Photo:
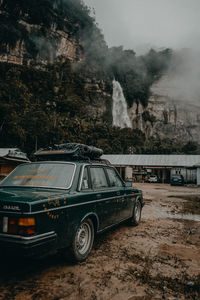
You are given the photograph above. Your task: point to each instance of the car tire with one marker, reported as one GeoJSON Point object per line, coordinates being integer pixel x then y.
{"type": "Point", "coordinates": [82, 241]}
{"type": "Point", "coordinates": [137, 210]}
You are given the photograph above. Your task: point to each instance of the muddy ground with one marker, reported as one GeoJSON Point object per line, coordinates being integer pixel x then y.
{"type": "Point", "coordinates": [159, 259]}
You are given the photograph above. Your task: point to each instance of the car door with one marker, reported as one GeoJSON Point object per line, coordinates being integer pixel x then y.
{"type": "Point", "coordinates": [123, 202]}
{"type": "Point", "coordinates": [106, 203]}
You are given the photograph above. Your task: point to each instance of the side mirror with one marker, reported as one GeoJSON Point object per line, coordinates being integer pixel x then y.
{"type": "Point", "coordinates": [128, 184]}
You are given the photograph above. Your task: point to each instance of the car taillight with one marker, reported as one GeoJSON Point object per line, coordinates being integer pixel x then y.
{"type": "Point", "coordinates": [20, 226]}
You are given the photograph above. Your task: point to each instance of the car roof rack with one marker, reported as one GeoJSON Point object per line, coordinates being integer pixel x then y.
{"type": "Point", "coordinates": [69, 152]}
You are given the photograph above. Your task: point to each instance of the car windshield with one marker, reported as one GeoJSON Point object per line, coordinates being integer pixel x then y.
{"type": "Point", "coordinates": [51, 175]}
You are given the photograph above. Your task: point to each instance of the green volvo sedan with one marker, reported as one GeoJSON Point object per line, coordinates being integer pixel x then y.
{"type": "Point", "coordinates": [61, 201]}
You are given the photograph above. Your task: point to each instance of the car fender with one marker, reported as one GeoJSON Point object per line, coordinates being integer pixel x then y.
{"type": "Point", "coordinates": [95, 219]}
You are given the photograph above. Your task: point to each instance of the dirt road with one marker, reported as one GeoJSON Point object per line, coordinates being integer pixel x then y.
{"type": "Point", "coordinates": [159, 259]}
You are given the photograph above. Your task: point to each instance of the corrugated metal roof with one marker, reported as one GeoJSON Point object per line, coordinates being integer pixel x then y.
{"type": "Point", "coordinates": [5, 151]}
{"type": "Point", "coordinates": [153, 160]}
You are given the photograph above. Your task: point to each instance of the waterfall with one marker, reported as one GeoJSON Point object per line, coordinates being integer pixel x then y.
{"type": "Point", "coordinates": [119, 111]}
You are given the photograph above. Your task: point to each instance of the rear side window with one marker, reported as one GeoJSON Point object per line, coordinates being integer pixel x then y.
{"type": "Point", "coordinates": [98, 178]}
{"type": "Point", "coordinates": [114, 178]}
{"type": "Point", "coordinates": [85, 180]}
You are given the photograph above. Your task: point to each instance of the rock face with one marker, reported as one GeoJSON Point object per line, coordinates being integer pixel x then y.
{"type": "Point", "coordinates": [167, 117]}
{"type": "Point", "coordinates": [51, 47]}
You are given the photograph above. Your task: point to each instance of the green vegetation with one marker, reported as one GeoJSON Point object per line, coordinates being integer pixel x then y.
{"type": "Point", "coordinates": [49, 104]}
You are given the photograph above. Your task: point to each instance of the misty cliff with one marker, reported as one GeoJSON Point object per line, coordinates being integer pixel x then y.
{"type": "Point", "coordinates": [57, 75]}
{"type": "Point", "coordinates": [173, 109]}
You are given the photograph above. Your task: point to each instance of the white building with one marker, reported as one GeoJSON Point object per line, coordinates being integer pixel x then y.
{"type": "Point", "coordinates": [138, 167]}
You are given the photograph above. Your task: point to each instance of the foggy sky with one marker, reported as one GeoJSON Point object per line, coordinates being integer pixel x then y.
{"type": "Point", "coordinates": [142, 24]}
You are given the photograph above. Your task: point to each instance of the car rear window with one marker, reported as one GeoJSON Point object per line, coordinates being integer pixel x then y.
{"type": "Point", "coordinates": [98, 178]}
{"type": "Point", "coordinates": [51, 175]}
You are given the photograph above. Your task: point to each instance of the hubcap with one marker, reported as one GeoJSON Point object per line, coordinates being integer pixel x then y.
{"type": "Point", "coordinates": [83, 238]}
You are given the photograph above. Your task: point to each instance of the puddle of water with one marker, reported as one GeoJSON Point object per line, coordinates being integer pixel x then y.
{"type": "Point", "coordinates": [190, 217]}
{"type": "Point", "coordinates": [161, 213]}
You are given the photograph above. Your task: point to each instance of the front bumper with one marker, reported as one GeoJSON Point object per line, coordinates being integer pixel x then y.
{"type": "Point", "coordinates": [28, 246]}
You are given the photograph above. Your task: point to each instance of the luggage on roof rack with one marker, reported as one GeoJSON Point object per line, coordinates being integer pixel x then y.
{"type": "Point", "coordinates": [69, 151]}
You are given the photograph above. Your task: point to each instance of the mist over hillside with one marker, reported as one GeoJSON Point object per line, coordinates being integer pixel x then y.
{"type": "Point", "coordinates": [56, 81]}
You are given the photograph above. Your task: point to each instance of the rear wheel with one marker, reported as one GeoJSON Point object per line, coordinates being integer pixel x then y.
{"type": "Point", "coordinates": [83, 240]}
{"type": "Point", "coordinates": [136, 217]}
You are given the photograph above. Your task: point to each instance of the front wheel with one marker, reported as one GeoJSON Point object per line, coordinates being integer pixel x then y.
{"type": "Point", "coordinates": [83, 241]}
{"type": "Point", "coordinates": [136, 217]}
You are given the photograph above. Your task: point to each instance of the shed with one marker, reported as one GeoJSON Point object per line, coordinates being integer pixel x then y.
{"type": "Point", "coordinates": [163, 165]}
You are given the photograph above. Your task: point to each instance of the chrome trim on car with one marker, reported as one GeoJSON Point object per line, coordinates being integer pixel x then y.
{"type": "Point", "coordinates": [46, 187]}
{"type": "Point", "coordinates": [74, 205]}
{"type": "Point", "coordinates": [27, 238]}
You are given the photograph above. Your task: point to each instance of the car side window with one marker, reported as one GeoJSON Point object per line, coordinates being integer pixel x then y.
{"type": "Point", "coordinates": [85, 180]}
{"type": "Point", "coordinates": [98, 177]}
{"type": "Point", "coordinates": [114, 178]}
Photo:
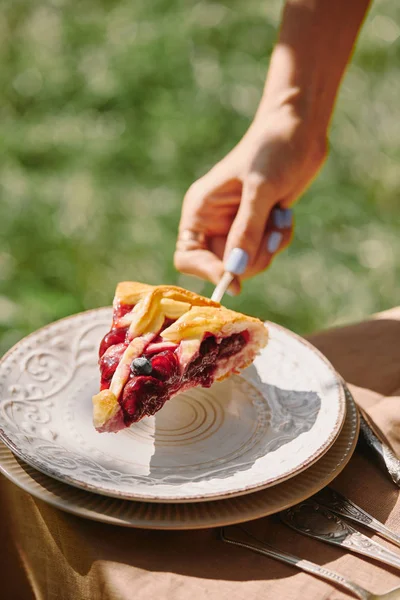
════════════════════
**Assignment:**
Leaving every image behind, repeat the data in full and exactly.

**Task output:**
Photo:
You are given the photograph above. Your task: point to each instance of the car tire with one marker, reported as one GeoJSON Point object per line, coordinates being integer pixel x then y.
{"type": "Point", "coordinates": [82, 241]}
{"type": "Point", "coordinates": [137, 210]}
You are given the photograph above. Your task: point to each instance of the muddy ground with one marker, reported as one GeoJSON Point object per line, coordinates being integer pixel x then y.
{"type": "Point", "coordinates": [159, 259]}
You are given the photograph above. Your task: point to each instance of the car door with one marker, reported as one GeoJSON Point object per line, coordinates being integer pixel x then y.
{"type": "Point", "coordinates": [123, 202]}
{"type": "Point", "coordinates": [106, 203]}
You are given the photograph above. Your task: point to each instance of the side mirror with one marker, reported as one GeoJSON Point object per line, coordinates being integer pixel x then y.
{"type": "Point", "coordinates": [128, 184]}
You are given the photograph above. Your task: point to each instance of the car taillight with one marker, reported as one GeoJSON Point object per line, coordinates being integer pixel x then y.
{"type": "Point", "coordinates": [20, 226]}
You are given the photograph above. Your task: point to each instance of the car roof rack with one marker, reported as one GeoJSON Point object per line, coordinates being integer pixel x then y.
{"type": "Point", "coordinates": [69, 152]}
You are given the photograph above. Your task: point to each instance of the car windshield with one marker, reported as one GeoJSON Point object per line, coordinates being integer pixel x then y.
{"type": "Point", "coordinates": [51, 175]}
You are given the photograph above. Your task: point to each instance of the green volvo sedan with one marker, reported as one GeoJSON Point object per line, coordinates being integer pixel x then y.
{"type": "Point", "coordinates": [61, 201]}
You are given the photograph above. Your task: point to each instance of the car fender with one marker, reported as one GeoJSON Point object per line, coordinates being integer pixel x then y.
{"type": "Point", "coordinates": [95, 219]}
You are given the photograph above. Your task: point to each instance of the dirt road with one marker, reported as one GeoJSON Point object per line, coordinates being integer pixel x then y.
{"type": "Point", "coordinates": [159, 259]}
You are given the photograph above. Your task: point to each instance of the corrugated metal roof with one marker, reported as one GeoJSON Point object per line, coordinates being integer pixel x then y.
{"type": "Point", "coordinates": [5, 151]}
{"type": "Point", "coordinates": [153, 160]}
You are given the photograph above. Your task: point to each instance of the waterfall with one marker, reported as one GeoJSON Point object per line, coordinates being integer pixel x then y.
{"type": "Point", "coordinates": [119, 111]}
You are given the photograph above. Your task: point to each instance of the rear side window with one marker, reported as one GeoJSON Point object per line, coordinates being integer pixel x then y.
{"type": "Point", "coordinates": [98, 178]}
{"type": "Point", "coordinates": [114, 178]}
{"type": "Point", "coordinates": [85, 180]}
You are given the photograph above. Your task: point to each instance of the rock face with one marker, reported as one GeoJSON Point object per line, coordinates being integer pixel x then y.
{"type": "Point", "coordinates": [167, 117]}
{"type": "Point", "coordinates": [51, 47]}
You are given the photograph above. Your task: point to each instance of the green vegetation with one marker, reported as one GeoJSON Point object per line, coordinates being integer pixel x then y.
{"type": "Point", "coordinates": [49, 104]}
You are given the photograph above. Your task: point to each instance of the misty cliff with one marker, reported as one GeoJSON Point object per line, coordinates being integer pixel x then y.
{"type": "Point", "coordinates": [57, 75]}
{"type": "Point", "coordinates": [173, 109]}
You are given the photograph above. Your task: point to each instance of the white building with one marker, reported as one GeoJSON Point object per line, coordinates being integer pixel x then y.
{"type": "Point", "coordinates": [138, 167]}
You are given the photograph above. Your task: point to each instance of the foggy sky with one marker, reported as one GeoJSON Point object per line, coordinates being integer pixel x then y.
{"type": "Point", "coordinates": [142, 24]}
You are given the photograph above. Your task: point to each instance of the car rear window with one marker, reported as one GeoJSON Point object per line, coordinates being integer pixel x then y.
{"type": "Point", "coordinates": [98, 178]}
{"type": "Point", "coordinates": [51, 175]}
You are given the photograph above. Your task: point to each instance of the hubcap with one marker, reported as one GeoJSON Point object per line, coordinates being integer pixel x then y.
{"type": "Point", "coordinates": [83, 238]}
You are given the photograph above. Your task: point to each instance of the puddle of water with one marker, reported as one GeoJSON Point object per line, coordinates being integer pixel x then y.
{"type": "Point", "coordinates": [190, 217]}
{"type": "Point", "coordinates": [161, 213]}
You are given the photograph above. Your task: point to each instance of the front bumper with one marker, reported as one GeoJSON Point object per line, coordinates being integer pixel x then y.
{"type": "Point", "coordinates": [28, 246]}
You are given the photograph above. Your task: point to each instance of the luggage on roof rack with one marker, reported as one GeoJSON Point object per line, coordinates being integer pixel x then y.
{"type": "Point", "coordinates": [69, 151]}
You are given the photograph above. Your task: point to each instance of the mist over hillside with one marker, reported as one GeoJSON Point object per line, coordinates being integer pixel x then y.
{"type": "Point", "coordinates": [56, 81]}
You are given the photograph above. Your task: point to each instance of the rear wheel with one marker, reported as one GeoJSON Point object per line, coordinates being integer pixel x then y.
{"type": "Point", "coordinates": [83, 240]}
{"type": "Point", "coordinates": [136, 217]}
You are given the photograph above. Your task: point to each instance of the front wheel with one marker, reported as one GeoJSON Point object per line, coordinates being integer pixel x then y.
{"type": "Point", "coordinates": [83, 241]}
{"type": "Point", "coordinates": [136, 217]}
You are given the photograph above. Your task: point to each instance of the shed with one marker, reported as one GeoJSON Point object per line, coordinates being integer pixel x then y.
{"type": "Point", "coordinates": [163, 165]}
You are given the photograph above. Your task: point to each instance of the chrome trim on car with one marker, reported as one GeoJSON Point object per line, coordinates being integer pixel x then y.
{"type": "Point", "coordinates": [46, 187]}
{"type": "Point", "coordinates": [74, 205]}
{"type": "Point", "coordinates": [27, 238]}
You are given the photograph above. Your task: point to each instance of the car side window with one marker, reported as one GeoJSON Point object per line, coordinates being integer pixel x then y.
{"type": "Point", "coordinates": [85, 180]}
{"type": "Point", "coordinates": [98, 177]}
{"type": "Point", "coordinates": [114, 178]}
Photo:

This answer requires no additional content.